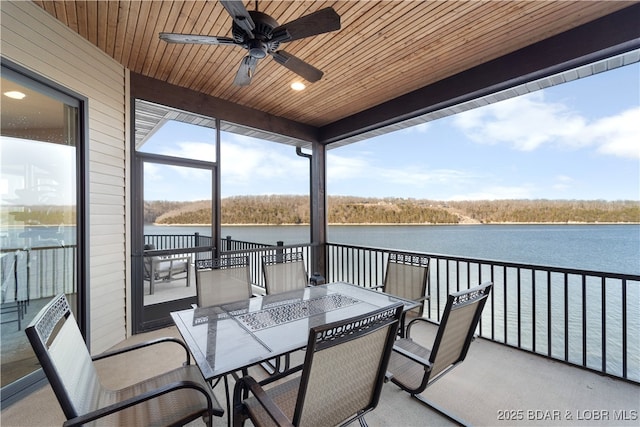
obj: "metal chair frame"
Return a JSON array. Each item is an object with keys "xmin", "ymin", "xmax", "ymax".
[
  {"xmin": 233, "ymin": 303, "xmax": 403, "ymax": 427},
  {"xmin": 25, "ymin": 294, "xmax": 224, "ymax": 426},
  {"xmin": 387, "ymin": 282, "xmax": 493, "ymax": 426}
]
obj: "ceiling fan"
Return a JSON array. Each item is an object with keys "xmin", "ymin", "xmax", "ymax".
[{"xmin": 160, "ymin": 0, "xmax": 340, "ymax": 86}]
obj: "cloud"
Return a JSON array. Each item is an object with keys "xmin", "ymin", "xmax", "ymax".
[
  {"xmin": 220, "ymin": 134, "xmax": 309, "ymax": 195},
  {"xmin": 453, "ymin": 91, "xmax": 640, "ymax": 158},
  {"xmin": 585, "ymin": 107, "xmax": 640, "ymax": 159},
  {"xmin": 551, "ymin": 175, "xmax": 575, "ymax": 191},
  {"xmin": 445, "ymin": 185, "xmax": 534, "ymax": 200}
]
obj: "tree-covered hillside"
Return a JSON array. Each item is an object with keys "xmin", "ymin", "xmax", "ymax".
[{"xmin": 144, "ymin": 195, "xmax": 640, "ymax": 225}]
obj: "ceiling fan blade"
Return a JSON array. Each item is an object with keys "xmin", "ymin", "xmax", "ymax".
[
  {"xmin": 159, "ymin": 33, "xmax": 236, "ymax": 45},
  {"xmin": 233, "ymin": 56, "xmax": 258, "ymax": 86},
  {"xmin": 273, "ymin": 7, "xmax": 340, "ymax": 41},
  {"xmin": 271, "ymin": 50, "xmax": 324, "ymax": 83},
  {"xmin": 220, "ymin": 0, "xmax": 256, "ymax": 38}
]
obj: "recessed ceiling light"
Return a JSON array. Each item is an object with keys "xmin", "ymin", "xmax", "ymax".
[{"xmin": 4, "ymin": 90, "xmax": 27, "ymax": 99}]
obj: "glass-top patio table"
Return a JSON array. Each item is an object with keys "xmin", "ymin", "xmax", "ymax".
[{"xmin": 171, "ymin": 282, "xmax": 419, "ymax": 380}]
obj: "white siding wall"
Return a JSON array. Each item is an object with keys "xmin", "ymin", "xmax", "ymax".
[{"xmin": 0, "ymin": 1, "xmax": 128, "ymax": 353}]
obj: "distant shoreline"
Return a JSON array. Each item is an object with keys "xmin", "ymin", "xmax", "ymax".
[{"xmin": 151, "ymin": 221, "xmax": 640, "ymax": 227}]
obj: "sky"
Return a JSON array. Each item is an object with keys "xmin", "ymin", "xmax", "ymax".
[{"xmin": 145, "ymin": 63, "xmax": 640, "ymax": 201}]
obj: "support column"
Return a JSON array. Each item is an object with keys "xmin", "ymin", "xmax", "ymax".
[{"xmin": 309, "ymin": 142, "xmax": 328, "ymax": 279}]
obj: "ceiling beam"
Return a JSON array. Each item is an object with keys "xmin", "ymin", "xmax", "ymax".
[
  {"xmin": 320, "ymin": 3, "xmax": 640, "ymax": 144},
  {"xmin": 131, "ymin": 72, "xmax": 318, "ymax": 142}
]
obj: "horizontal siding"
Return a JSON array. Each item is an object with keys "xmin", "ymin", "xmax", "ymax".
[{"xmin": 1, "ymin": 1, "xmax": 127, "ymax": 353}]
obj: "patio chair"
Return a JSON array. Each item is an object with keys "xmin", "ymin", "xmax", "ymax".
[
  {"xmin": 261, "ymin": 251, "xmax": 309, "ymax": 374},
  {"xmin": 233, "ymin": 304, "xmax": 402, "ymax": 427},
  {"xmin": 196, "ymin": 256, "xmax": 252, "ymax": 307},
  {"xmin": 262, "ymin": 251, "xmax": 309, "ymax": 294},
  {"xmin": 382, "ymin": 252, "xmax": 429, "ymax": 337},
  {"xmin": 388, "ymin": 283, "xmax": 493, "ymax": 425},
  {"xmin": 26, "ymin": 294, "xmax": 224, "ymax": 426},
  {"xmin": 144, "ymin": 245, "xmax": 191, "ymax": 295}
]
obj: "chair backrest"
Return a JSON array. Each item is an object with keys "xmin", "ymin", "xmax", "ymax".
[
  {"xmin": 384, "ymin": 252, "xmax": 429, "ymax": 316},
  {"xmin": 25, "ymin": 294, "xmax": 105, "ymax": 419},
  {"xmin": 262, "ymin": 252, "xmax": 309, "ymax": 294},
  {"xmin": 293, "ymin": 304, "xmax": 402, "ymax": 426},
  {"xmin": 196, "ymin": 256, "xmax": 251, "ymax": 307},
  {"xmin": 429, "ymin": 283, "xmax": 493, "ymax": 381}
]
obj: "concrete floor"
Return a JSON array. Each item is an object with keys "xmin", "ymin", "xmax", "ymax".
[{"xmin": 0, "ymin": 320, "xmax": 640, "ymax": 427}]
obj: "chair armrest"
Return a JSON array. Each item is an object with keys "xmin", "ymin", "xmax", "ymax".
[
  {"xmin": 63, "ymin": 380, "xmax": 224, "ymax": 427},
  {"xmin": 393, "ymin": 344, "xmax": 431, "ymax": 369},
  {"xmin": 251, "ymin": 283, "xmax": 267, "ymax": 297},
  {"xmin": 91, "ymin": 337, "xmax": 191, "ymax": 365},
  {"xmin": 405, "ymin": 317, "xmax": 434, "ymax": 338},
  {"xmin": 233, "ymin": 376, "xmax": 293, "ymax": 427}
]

*****

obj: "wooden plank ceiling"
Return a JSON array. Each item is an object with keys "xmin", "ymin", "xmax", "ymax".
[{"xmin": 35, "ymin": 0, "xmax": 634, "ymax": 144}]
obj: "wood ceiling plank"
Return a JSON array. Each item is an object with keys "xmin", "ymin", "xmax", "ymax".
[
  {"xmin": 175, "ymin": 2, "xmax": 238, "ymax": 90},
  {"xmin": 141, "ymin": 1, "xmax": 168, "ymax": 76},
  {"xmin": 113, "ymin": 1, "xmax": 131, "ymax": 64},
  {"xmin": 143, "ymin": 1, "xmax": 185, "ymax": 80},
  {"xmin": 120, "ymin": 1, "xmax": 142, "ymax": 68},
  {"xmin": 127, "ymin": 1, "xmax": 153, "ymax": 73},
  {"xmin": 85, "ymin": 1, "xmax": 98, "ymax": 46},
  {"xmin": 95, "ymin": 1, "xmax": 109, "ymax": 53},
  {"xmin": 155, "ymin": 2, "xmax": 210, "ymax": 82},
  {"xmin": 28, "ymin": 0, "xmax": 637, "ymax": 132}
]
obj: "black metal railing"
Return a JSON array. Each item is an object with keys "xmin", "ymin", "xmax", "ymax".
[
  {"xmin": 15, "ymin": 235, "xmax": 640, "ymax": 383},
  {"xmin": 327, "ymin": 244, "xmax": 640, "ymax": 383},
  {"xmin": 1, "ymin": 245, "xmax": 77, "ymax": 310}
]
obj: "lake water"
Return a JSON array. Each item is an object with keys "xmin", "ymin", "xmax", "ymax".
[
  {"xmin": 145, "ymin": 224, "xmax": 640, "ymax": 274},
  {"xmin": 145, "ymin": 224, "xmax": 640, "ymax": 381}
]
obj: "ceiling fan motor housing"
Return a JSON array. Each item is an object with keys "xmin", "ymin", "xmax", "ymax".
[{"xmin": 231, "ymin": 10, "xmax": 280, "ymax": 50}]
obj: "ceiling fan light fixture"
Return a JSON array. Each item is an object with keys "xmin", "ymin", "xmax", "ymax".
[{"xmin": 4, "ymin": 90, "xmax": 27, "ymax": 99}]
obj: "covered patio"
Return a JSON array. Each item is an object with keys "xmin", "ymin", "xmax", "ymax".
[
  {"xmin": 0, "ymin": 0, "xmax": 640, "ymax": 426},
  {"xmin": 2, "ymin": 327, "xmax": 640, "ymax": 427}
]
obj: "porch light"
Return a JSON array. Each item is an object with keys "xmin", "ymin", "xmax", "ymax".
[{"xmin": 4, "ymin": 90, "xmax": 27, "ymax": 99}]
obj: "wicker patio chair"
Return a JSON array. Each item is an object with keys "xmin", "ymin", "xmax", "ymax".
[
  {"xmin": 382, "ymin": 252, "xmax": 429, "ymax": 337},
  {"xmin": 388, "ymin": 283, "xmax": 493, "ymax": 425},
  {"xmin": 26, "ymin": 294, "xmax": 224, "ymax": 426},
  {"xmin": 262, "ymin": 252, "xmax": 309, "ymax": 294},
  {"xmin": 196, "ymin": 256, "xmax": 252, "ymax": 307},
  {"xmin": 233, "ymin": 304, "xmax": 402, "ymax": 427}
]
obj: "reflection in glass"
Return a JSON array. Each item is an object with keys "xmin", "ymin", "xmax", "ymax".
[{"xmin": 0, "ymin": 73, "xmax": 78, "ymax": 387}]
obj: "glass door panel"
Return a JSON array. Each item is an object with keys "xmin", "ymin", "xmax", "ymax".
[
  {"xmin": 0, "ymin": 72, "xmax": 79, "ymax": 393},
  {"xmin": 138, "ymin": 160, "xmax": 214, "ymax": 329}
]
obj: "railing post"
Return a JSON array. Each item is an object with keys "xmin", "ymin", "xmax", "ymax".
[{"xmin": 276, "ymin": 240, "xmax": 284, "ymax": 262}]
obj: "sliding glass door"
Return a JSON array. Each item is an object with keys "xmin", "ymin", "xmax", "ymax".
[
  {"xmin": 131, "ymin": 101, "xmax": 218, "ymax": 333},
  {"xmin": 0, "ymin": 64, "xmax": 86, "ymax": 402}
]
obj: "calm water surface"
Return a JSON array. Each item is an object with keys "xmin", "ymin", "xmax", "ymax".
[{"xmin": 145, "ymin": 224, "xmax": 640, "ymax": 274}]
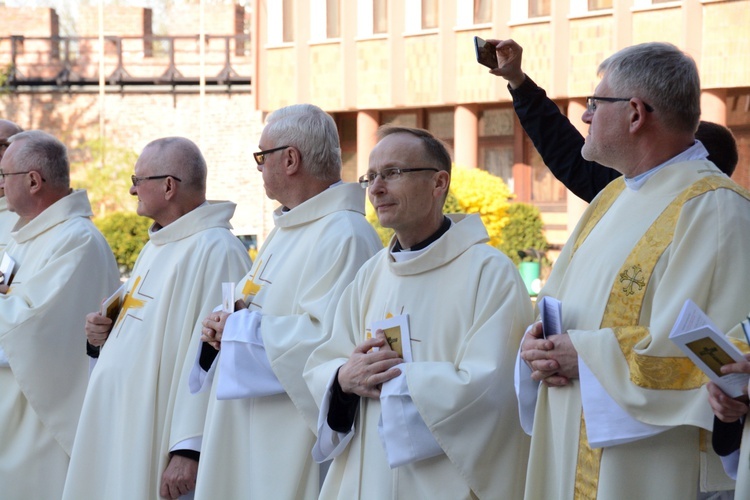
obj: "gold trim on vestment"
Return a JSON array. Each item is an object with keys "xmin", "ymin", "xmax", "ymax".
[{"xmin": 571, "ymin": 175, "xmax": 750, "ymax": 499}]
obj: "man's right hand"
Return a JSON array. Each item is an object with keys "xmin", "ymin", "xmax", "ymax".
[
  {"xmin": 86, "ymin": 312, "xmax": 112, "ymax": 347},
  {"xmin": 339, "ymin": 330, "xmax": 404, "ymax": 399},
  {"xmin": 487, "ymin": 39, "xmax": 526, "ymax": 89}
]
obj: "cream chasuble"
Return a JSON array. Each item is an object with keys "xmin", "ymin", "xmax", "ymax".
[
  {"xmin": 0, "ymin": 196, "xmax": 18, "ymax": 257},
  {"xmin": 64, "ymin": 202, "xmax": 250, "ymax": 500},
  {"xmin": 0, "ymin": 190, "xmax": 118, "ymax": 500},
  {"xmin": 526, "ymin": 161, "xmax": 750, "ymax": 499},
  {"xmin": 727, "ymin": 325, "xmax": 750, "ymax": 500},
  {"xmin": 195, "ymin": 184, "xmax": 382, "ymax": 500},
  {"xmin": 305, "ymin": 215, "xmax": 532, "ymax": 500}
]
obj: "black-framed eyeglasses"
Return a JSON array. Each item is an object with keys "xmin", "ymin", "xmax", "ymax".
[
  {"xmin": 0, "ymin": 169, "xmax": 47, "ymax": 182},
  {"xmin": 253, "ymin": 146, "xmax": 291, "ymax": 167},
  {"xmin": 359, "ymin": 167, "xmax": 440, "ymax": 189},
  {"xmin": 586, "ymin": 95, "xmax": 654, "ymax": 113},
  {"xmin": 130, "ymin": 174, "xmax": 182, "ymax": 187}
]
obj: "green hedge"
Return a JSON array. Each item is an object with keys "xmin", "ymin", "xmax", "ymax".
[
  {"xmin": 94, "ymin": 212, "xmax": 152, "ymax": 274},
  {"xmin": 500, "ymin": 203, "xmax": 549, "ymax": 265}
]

*****

== YOUR GOAL ==
Report every line in the rows above that contains the string "siding", matching case exactly.

== WORKED ANSWER ==
obj: "white siding wall"
obj: "horizontal siding"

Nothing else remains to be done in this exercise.